Task brief: Rewrite all of the data below with "lane-count" replaced by "landmark-count" everywhere, changing nothing else, and leave the pictures out of your answer.

Input material:
• • • • •

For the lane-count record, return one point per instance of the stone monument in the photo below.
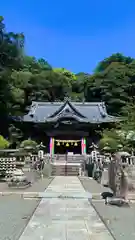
(19, 180)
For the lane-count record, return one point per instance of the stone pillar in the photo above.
(118, 178)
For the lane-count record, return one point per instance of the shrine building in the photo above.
(67, 126)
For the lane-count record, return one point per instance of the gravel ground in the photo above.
(120, 221)
(15, 213)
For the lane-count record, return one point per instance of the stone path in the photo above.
(61, 218)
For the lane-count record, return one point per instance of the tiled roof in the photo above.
(93, 112)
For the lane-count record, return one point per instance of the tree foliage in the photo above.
(24, 79)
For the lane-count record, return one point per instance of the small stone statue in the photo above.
(19, 180)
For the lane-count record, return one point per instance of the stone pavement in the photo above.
(63, 218)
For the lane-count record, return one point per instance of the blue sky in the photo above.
(73, 34)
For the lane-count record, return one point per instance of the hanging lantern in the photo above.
(58, 143)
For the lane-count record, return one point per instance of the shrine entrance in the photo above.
(67, 146)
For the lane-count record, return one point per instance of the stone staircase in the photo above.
(65, 169)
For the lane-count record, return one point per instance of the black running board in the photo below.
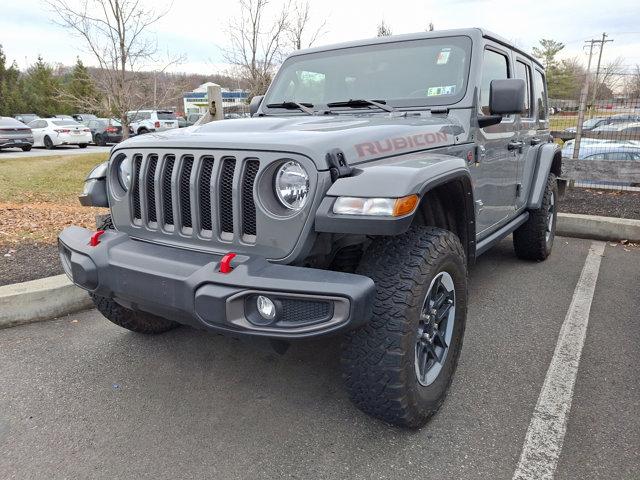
(488, 242)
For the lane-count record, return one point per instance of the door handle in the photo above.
(515, 145)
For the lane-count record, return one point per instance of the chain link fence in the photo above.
(605, 152)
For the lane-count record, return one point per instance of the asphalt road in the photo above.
(7, 153)
(81, 398)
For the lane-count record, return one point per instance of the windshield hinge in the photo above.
(338, 166)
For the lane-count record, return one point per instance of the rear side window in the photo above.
(166, 116)
(494, 67)
(523, 71)
(541, 95)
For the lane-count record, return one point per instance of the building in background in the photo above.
(234, 101)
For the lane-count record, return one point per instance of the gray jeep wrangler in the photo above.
(353, 202)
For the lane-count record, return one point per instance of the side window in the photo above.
(523, 71)
(541, 95)
(495, 66)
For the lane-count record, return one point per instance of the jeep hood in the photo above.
(361, 137)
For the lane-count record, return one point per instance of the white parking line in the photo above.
(545, 435)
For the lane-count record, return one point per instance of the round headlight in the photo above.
(292, 185)
(124, 173)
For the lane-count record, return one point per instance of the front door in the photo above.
(494, 174)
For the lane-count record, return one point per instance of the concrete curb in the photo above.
(41, 299)
(598, 228)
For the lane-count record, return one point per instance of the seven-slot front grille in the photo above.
(194, 195)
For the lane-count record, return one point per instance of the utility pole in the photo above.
(595, 84)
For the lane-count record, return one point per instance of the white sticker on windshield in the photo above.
(446, 90)
(443, 56)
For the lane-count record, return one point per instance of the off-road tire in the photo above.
(530, 239)
(135, 321)
(379, 359)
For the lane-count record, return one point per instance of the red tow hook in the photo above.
(95, 238)
(225, 263)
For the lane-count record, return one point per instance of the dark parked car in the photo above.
(15, 134)
(26, 117)
(105, 130)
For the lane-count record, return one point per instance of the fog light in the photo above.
(266, 307)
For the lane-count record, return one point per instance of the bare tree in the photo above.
(609, 79)
(384, 30)
(256, 43)
(301, 33)
(115, 32)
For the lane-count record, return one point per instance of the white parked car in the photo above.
(52, 132)
(145, 121)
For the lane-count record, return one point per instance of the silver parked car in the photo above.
(15, 134)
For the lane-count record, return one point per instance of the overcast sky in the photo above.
(195, 28)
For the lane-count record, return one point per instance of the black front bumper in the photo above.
(187, 286)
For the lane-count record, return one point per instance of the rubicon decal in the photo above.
(405, 142)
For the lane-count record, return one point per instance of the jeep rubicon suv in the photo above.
(369, 178)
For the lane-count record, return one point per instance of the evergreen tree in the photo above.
(42, 90)
(11, 88)
(81, 88)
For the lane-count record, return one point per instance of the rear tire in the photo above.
(382, 371)
(533, 240)
(139, 322)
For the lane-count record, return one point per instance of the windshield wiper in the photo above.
(305, 107)
(361, 102)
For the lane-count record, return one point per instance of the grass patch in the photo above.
(56, 179)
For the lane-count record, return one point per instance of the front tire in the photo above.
(399, 366)
(533, 240)
(139, 322)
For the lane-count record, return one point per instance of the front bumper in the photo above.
(186, 286)
(16, 142)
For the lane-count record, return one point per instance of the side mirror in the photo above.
(255, 104)
(507, 96)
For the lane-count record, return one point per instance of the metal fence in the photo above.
(605, 152)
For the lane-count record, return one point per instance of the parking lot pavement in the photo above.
(7, 153)
(81, 398)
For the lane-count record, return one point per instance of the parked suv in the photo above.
(146, 121)
(369, 179)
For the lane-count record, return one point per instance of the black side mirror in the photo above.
(255, 104)
(507, 96)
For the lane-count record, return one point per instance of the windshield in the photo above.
(409, 73)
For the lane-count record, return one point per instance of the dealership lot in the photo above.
(7, 153)
(81, 398)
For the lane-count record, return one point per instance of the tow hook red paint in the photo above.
(95, 238)
(225, 263)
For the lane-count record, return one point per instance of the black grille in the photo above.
(248, 205)
(205, 193)
(167, 196)
(304, 311)
(151, 188)
(137, 185)
(185, 192)
(226, 194)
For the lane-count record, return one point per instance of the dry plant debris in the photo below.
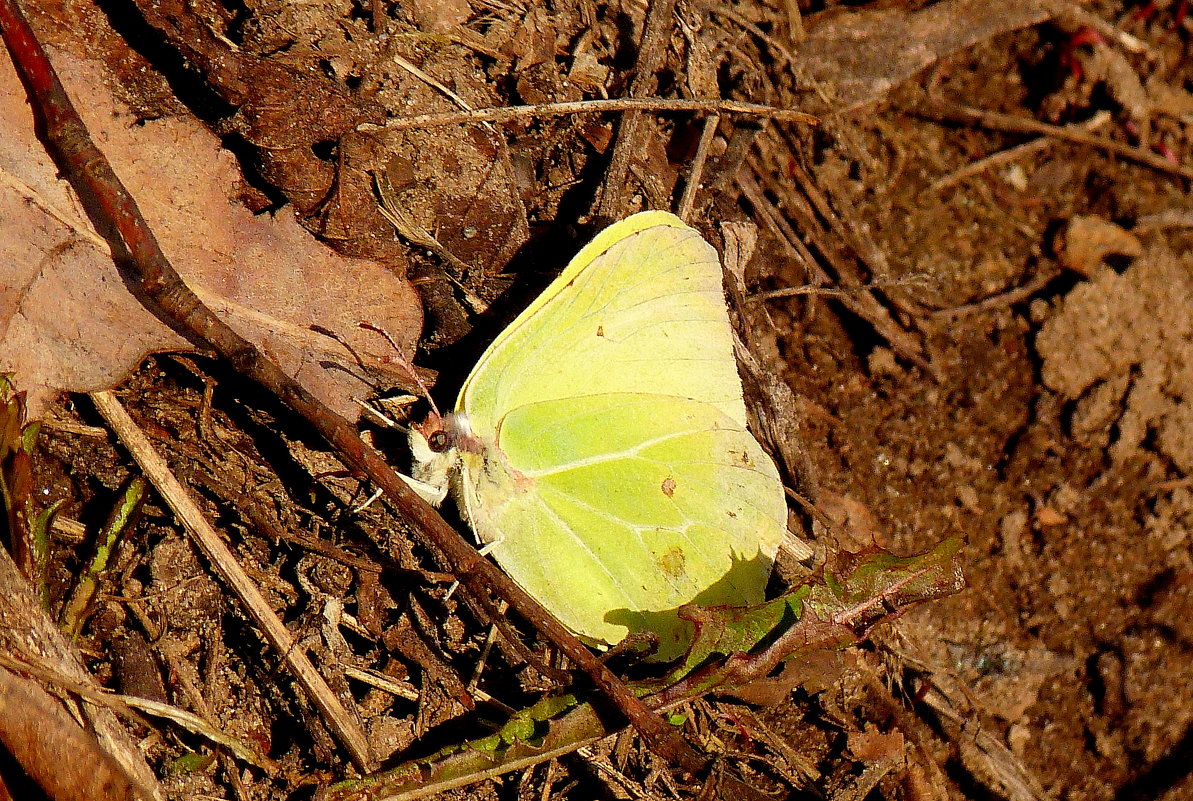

• • • • •

Output:
For the landmark-count record, return one point per instance of the stone monument in the photo below.
(19, 180)
For the landmark-count record, return one point per instance of the stone pillar in the photo above.
(118, 178)
For the landmark-count record, return one point per instance of the shrine building in the photo above.
(67, 126)
For the landmark-count record, return one point per instance of the gravel ground in the photo above.
(120, 221)
(15, 213)
For the landmark-count record, return one point per instance of the stone path in the photo above.
(61, 218)
For the landmark-count record, return one point per instance of the tiled roof in the photo above.
(93, 112)
For the landmark-count record, return one point per instance of the tree foliage in the photo above.
(24, 79)
For the landmark-count record, return one point per instance of the small stone statue in the photo above.
(19, 180)
For the landmark-count record, return one point per instance of the stone pavement in the photo above.
(63, 218)
For the landmark-count record, return one point per instance of the blue sky in the photo above.
(73, 34)
For the landmark-count record, return one point per instance of the hanging lantern in the photo above.
(58, 143)
For the landmark-count record, return one point per instance of the shrine entrance in the photo above.
(67, 146)
For the landmark-count record, return one point per instance of the stone staircase in the photo above.
(65, 169)
For the landmark-count record, return one point per instance of the black running board in the photo below.
(488, 242)
For the landmark-count record, return one point per instance of the door handle in the photo above.
(515, 145)
For the landmark-count record, return one point per instance of the chain link fence in the photo above.
(605, 152)
For the landmark-count record, return one point per instance of the asphalt road in the photo above.
(7, 153)
(81, 398)
For the landmark-count record, return one point per instance of the windshield hinge in the photo above.
(338, 166)
For the landmark-count record, return one point per instance of the rear side window in the photo above.
(166, 116)
(494, 67)
(523, 71)
(541, 95)
For the landmark-count record, return one point per instance of the building in background in the photo above.
(234, 101)
For the landmark-count record, return one point per instance of the gray jeep wrangler in the photo above.
(353, 202)
For the landmark-count record, return one point per instance of the side window in the photo above.
(523, 71)
(541, 95)
(495, 66)
For the landmark-count record, return one point per instance of the jeep hood in the photo above.
(361, 137)
For the landmark-count record, return one point per instance of the white parking line in the photo above.
(545, 435)
For the landmark-count record, return one point per instance of the round headlight in the photo above.
(292, 185)
(124, 173)
For the landmark-count record, return one point per instance of the front door in the photo above.
(494, 174)
For the landmark-count record, return one point per instance of the concrete curb in the photo above.
(41, 299)
(598, 228)
For the landmark-count record, return one point per instance of the seven-slot front grille in the photo above.
(194, 195)
For the landmark-count record, return one point per instance of the utility pole in the photo above.
(595, 84)
For the landmark-count record, return one point per instance of the white sticker on windshield in the photo above.
(446, 90)
(443, 56)
For the landmark-count record, return one point per instance of the off-road tire in the photo above.
(530, 239)
(135, 321)
(379, 359)
For the landmark-count record, return one point per instance of the red tow hook in the photo above.
(95, 238)
(225, 263)
For the landmark-count record, return one point per instance of the dark parked car in the photo above.
(15, 134)
(26, 117)
(105, 130)
For the landmark-count record, return one point per instance of the fog light in the photo above.
(266, 307)
For the landmark-count record, return one point per instance of the bare tree in the photo above.
(609, 79)
(384, 30)
(256, 43)
(301, 33)
(115, 32)
For the landmark-count record, return one point per instance of the white parked car in the photo above.
(52, 132)
(145, 121)
For the landmark-count record, return one point per instance of the silver parked car in the photo above.
(15, 134)
For the landmark-count record, return one point per instance of the overcast sky in the photo above.
(195, 28)
For the landmark-count record, return one point per instance of the black front bumper in the photo above.
(187, 286)
For the landmark-count record, return one point per instance of the rubicon decal in the photo above.
(405, 142)
For the landmark-count record, return one point per instance of the jeep rubicon suv in the photo above.
(369, 178)
For the landmark-count record, return one point per instance of the evergreen tree in the photo above.
(42, 90)
(11, 88)
(81, 88)
For the landmark-count record, return one point per instance of the rear tire in the photo above.
(382, 371)
(533, 240)
(139, 322)
For the landmark-count record, return one point per instance of the windshield wiper in the photo above.
(305, 107)
(361, 102)
For the landmark-count record, return one point per instance of the grass patch in the photo above.
(56, 179)
For the landmark-count record, return one point per instance of the front tire in the photo above.
(399, 366)
(533, 240)
(139, 322)
For the landmark-count record, return one point per instance of the front bumper in the photo above.
(186, 286)
(16, 142)
For the landmark-count record, return one point per instance of the side mirror in the photo above.
(255, 104)
(507, 96)
For the landmark-count record, return one point per instance of the metal fence in the photo above.
(605, 152)
For the landmark-count record, return one point per instance of the parking lot pavement in the photo above.
(7, 153)
(81, 398)
For the landmark-count record, return one point per instance of the parked suv in the photo above.
(146, 121)
(369, 179)
For the landmark-count record, return one point per instance of the black side mirror in the photo above.
(255, 104)
(507, 96)
For the landmark-count record, return one point per instance of the windshield in the photo above.
(409, 73)
For the landmark-count record, return one point per instance of the dealership lot in the photo above.
(7, 153)
(81, 398)
For the landmark-count record, return one point per instance of the tow hook red paint in the photo above.
(95, 238)
(225, 263)
For the landmark-count record, return one point per instance of the black grille in the photo above.
(248, 205)
(205, 193)
(167, 196)
(304, 311)
(151, 188)
(137, 185)
(185, 192)
(226, 194)
For the landmark-count record, return one point per instance of the dry plant debris in the photo below.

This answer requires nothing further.